Request A.
Rewrite the records from the line containing "Every instance of the long" down through the end of the records, substituting "one point" for every "one dot" and leaving everything else unchanged. Omit the pictures from your output.

Reading passage.
........
Puzzle games have gotten to the point where simply offering a matching system is just not enough. Titles like Puzzle Quest offer players incentive for matching the colored gems and that seems to be the only way to garner attention in this flooded genre. Tecmo’s latest puzzle offering for Xbox 360 and PlayStation 3 caters to this change with Puzzlegeddon. A game that on the surface looks much like everything else you have seen before, but when you dive into the full experience you realize just how complex and addictive it can be.
The core concept is simple enough. You have a grid that allows you to move blocks either vertically or horizontally to match up the colors. Once you have at least five matched up you tap a button to drain some power into each colored meter. This is where it gets more complicated. Each of these meters represents either a defensive or offensive system for attacking. These other combatants can either be AI controlled or human controlled online. Think of it as a strategy puzzle game and you get the idea. The gauges you fill up are your resources and you use those to attack or defend your base.
As you can imagine at first this is daunting. You never seem to have enough time to gather resources and attack until you get accustomed to what each one does. This is why I highly recommend taking a stroll through the in-depth tutorial that will give you the rundown of each basic maneuver. Once you grasp the system it quickly becomes addictive. I found myself frustrated at first, but the more I figured out what was going on the more I enjoyed it. This may be the game’s biggest flaw is that it requires a serious amount of dedication and time to truly appreciate what it does. This is not something most people are willing to donate to a downloadable title.
........
Request B.
In the Puzzlegeddon review, how many blocks must be matched up before you tap a button to drain power into the colored meters?

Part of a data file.
........
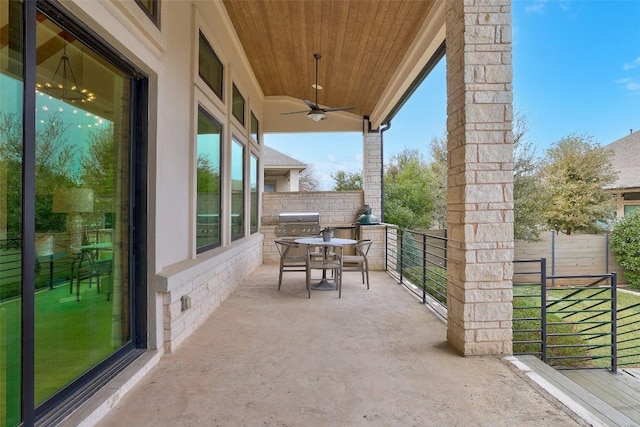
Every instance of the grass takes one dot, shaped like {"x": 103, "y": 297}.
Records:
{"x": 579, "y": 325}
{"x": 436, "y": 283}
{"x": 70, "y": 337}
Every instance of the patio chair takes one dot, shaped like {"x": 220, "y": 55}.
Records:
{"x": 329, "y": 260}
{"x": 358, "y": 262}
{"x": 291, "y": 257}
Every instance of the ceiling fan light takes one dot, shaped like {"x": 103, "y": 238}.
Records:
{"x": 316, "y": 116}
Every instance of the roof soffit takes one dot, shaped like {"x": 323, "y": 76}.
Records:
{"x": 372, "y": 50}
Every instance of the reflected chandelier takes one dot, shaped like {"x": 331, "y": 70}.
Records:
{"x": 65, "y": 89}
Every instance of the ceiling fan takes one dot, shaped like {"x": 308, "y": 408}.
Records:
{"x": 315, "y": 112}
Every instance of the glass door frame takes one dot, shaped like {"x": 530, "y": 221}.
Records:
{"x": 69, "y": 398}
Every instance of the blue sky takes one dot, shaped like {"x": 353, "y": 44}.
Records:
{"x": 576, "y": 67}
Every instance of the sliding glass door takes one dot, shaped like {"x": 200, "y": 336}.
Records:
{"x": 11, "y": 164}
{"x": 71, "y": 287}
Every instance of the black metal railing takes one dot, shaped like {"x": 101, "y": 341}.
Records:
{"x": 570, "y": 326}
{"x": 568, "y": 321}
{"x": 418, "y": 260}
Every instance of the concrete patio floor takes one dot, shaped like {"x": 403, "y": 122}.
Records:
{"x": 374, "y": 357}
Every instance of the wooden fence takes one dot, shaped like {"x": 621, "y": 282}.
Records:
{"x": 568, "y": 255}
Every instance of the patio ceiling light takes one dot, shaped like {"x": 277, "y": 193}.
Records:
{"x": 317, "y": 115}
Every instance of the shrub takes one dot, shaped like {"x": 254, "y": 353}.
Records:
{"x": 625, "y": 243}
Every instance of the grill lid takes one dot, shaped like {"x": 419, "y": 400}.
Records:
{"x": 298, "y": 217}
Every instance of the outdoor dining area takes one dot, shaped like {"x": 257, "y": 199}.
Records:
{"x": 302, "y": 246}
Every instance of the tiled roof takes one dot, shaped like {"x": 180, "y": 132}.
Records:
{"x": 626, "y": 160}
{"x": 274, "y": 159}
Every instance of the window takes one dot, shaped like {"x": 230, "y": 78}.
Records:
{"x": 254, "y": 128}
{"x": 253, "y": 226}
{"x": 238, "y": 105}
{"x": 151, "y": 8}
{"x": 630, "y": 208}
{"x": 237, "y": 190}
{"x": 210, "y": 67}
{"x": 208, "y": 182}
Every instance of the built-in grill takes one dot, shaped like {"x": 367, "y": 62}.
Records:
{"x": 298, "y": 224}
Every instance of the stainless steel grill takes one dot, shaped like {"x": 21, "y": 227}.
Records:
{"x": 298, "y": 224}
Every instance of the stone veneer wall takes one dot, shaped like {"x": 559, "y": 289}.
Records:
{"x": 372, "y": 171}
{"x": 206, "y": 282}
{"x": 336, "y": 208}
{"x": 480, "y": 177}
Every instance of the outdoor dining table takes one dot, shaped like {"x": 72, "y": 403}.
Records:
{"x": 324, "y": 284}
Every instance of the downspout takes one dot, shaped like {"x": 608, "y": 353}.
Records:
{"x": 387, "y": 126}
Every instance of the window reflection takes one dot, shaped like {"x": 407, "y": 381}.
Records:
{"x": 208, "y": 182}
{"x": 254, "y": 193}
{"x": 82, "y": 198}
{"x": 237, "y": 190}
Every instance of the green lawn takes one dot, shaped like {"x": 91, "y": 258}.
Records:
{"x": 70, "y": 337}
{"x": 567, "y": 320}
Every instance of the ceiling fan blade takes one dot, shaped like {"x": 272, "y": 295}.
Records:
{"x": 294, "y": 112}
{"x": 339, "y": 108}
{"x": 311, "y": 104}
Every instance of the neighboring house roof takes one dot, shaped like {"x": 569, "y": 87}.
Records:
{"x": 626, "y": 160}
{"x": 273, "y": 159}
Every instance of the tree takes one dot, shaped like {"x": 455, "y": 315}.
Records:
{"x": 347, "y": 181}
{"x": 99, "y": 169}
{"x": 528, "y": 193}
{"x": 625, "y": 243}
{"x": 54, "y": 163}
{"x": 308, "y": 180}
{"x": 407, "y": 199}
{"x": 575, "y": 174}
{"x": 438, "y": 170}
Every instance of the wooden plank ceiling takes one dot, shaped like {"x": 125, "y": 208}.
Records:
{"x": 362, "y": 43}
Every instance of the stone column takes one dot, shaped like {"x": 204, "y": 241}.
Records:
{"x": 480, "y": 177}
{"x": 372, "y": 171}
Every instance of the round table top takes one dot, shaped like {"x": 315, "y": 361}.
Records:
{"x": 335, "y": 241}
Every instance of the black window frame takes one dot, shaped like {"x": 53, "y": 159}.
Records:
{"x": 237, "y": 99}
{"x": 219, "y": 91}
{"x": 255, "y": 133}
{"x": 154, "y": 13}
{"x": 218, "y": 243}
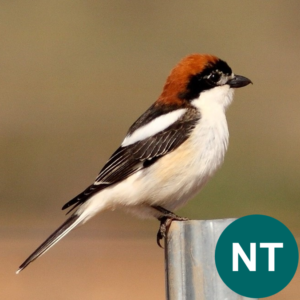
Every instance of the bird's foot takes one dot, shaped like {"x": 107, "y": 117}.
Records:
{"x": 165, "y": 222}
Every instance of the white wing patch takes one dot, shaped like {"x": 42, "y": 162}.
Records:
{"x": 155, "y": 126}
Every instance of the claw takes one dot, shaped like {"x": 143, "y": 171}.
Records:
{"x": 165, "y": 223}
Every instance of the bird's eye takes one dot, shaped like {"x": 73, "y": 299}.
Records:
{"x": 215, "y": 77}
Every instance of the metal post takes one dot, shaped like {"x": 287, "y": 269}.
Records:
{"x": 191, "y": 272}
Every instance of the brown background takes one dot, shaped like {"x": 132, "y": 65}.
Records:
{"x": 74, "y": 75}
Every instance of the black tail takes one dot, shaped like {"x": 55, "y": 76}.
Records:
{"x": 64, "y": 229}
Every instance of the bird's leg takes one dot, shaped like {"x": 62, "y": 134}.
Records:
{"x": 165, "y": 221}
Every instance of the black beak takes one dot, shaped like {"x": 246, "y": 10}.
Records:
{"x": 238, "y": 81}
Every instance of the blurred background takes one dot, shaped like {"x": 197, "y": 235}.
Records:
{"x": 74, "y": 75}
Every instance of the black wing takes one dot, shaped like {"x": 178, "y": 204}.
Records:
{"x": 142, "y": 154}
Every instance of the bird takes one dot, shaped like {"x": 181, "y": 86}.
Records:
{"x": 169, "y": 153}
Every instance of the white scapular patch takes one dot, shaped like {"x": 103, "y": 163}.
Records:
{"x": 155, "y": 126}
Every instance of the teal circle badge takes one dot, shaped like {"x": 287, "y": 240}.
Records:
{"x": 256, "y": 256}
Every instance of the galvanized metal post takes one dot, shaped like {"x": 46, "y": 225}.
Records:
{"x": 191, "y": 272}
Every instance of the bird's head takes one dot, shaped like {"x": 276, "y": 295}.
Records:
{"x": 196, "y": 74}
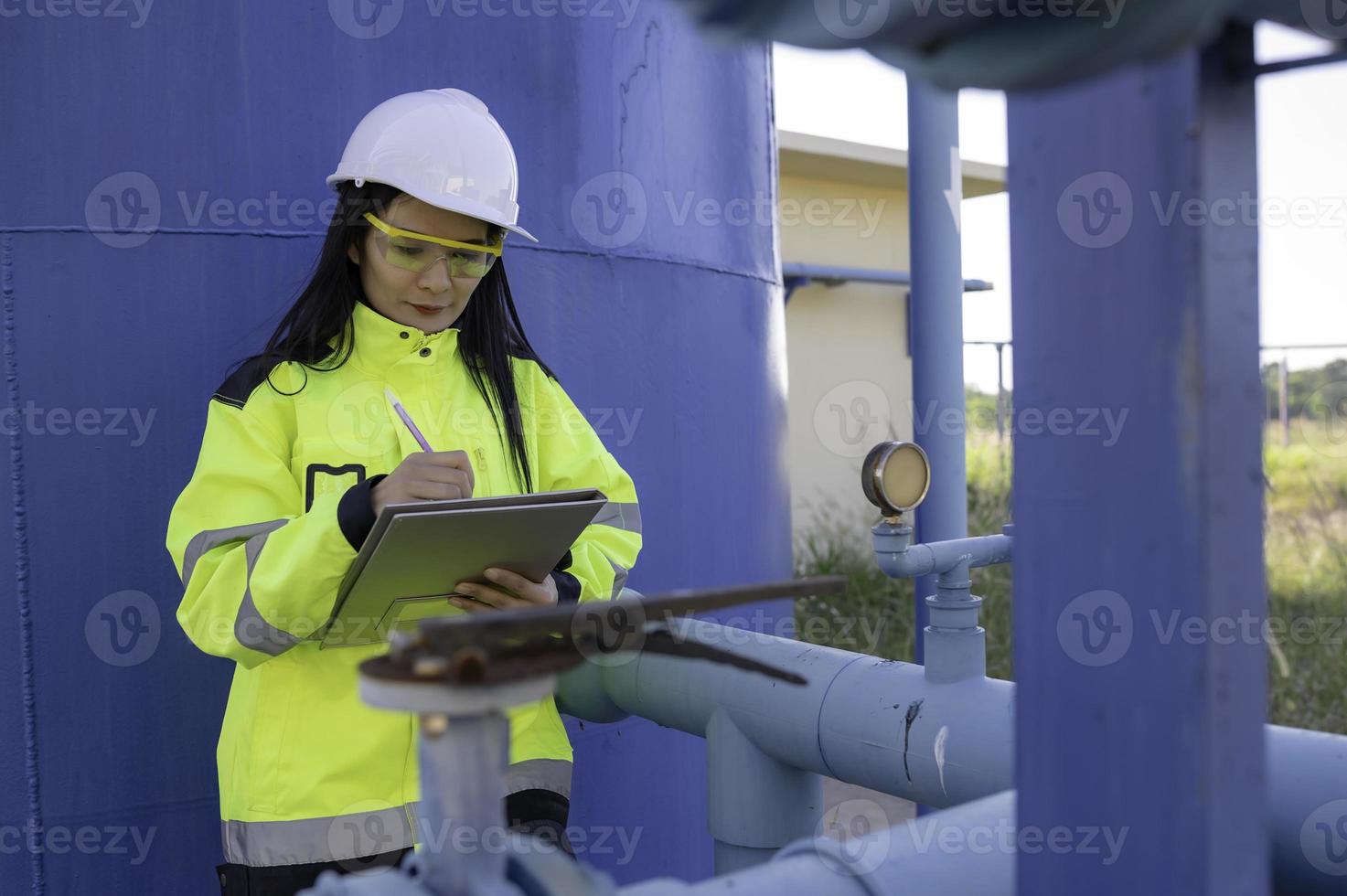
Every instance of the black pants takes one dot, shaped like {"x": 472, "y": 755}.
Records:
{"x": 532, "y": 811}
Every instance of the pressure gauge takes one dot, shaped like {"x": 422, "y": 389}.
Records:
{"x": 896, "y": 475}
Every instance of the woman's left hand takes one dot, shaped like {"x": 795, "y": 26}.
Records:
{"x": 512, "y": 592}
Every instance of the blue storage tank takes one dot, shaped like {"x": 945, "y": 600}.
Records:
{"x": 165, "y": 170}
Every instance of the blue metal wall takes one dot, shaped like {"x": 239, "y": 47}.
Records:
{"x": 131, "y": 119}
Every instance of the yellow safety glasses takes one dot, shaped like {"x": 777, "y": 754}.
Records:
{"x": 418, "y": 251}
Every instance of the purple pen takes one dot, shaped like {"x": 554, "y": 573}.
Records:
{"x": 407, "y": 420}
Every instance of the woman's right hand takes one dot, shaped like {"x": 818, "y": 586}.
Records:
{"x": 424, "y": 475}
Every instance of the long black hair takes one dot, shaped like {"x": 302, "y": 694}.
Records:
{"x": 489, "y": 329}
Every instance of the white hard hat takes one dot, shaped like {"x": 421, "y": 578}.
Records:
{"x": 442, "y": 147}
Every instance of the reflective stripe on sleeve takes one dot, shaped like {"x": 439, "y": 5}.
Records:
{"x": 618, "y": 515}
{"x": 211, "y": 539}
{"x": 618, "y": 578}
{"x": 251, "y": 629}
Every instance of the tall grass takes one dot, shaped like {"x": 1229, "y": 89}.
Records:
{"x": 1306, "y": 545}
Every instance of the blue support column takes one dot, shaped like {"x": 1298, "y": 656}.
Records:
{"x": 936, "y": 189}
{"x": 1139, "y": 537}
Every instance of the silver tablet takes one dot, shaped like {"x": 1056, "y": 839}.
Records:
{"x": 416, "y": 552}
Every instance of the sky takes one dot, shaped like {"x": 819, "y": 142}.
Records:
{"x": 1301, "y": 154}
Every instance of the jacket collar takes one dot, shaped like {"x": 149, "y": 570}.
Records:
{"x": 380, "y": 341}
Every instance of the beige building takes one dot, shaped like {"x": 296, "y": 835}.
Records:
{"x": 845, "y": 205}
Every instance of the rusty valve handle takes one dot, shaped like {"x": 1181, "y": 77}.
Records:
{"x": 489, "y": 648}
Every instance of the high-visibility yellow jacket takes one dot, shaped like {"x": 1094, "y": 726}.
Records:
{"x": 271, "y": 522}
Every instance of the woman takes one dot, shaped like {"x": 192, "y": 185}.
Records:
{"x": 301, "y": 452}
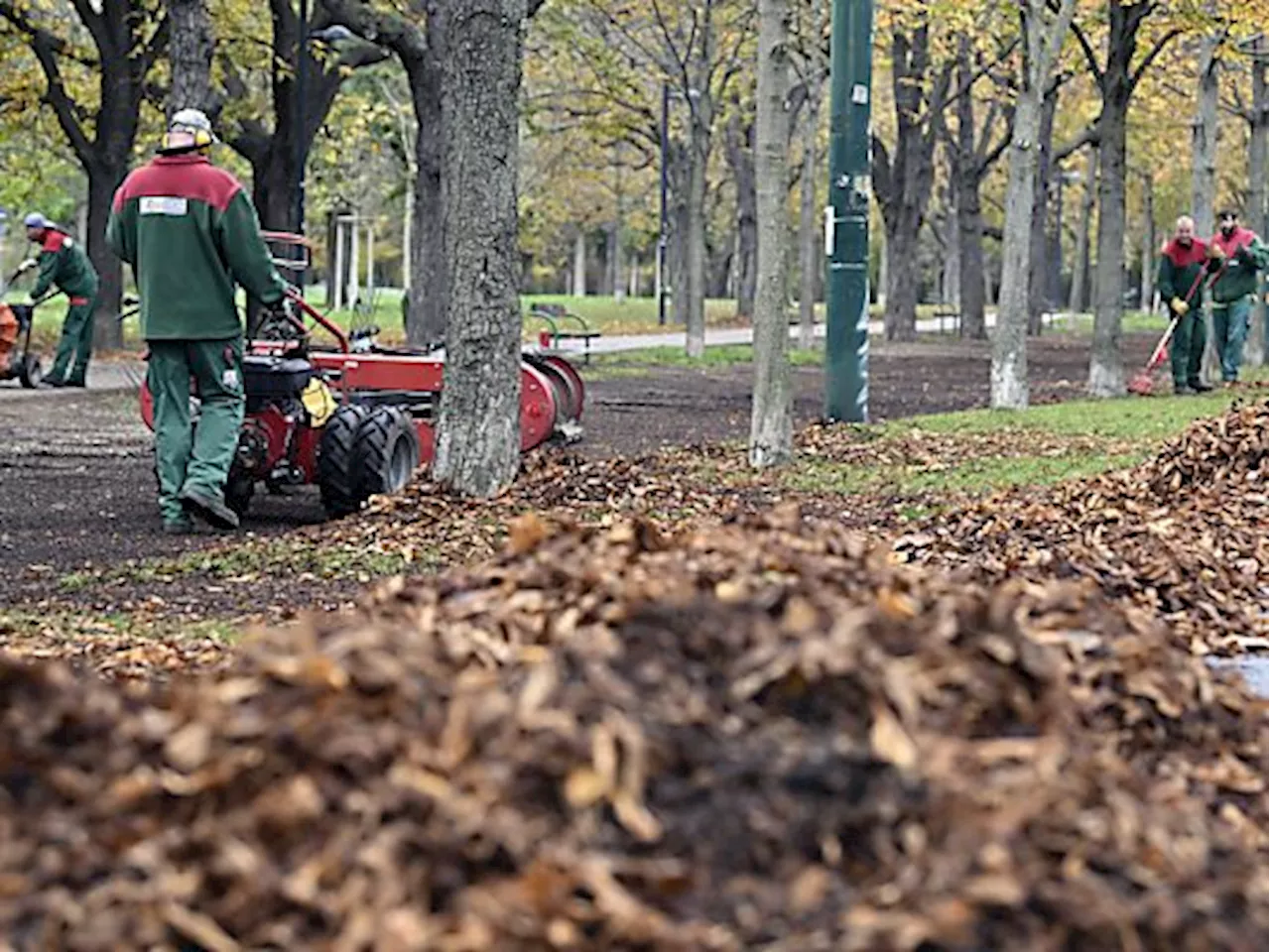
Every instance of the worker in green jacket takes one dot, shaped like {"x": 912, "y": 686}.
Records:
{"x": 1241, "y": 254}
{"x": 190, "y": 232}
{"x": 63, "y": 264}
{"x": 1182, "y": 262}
........
Expected answer A.
Every instance of the long black hair takes one point, shaped like {"x": 302, "y": 694}.
Records:
{"x": 489, "y": 329}
Every instance of the white hard hat takes one point, shaped like {"x": 421, "y": 578}.
Records:
{"x": 442, "y": 147}
Every instance of the reflective stripe on sleeve takes one point, shaped like {"x": 439, "y": 5}.
Records:
{"x": 618, "y": 515}
{"x": 211, "y": 539}
{"x": 618, "y": 578}
{"x": 251, "y": 629}
Every instance of the tall grass takes one point, shaped like {"x": 1229, "y": 89}.
Records:
{"x": 1306, "y": 545}
Every instance of the blue support column takes one point, shaped like {"x": 1298, "y": 656}.
Records:
{"x": 936, "y": 189}
{"x": 1139, "y": 537}
Every instance of the silver tablet takes one point, shaped like {"x": 1056, "y": 839}.
Records:
{"x": 416, "y": 552}
Every instance of the sky takes one point, shaped like {"x": 819, "y": 142}.
Records:
{"x": 1301, "y": 154}
Every instance of the jacket collar takes one point, shaped like {"x": 149, "y": 570}.
Records:
{"x": 380, "y": 341}
Every instance of the beige building takes one point, shaped like {"x": 296, "y": 835}.
Records:
{"x": 845, "y": 205}
Every instance of the rusty valve handle takes one point, shaped like {"x": 1181, "y": 77}.
Records:
{"x": 489, "y": 648}
Every instance of the high-visibility yellow jacket takes one point, shaped like {"x": 1094, "y": 726}.
Records:
{"x": 271, "y": 522}
Every instance of the woman takes one point, shaped like {"x": 192, "y": 185}.
Records:
{"x": 301, "y": 452}
Every instance of the worker in green jacket takes one point, shaped like {"x": 912, "y": 686}.
Records:
{"x": 1241, "y": 254}
{"x": 190, "y": 232}
{"x": 63, "y": 264}
{"x": 1182, "y": 262}

Expected answer B.
At least five.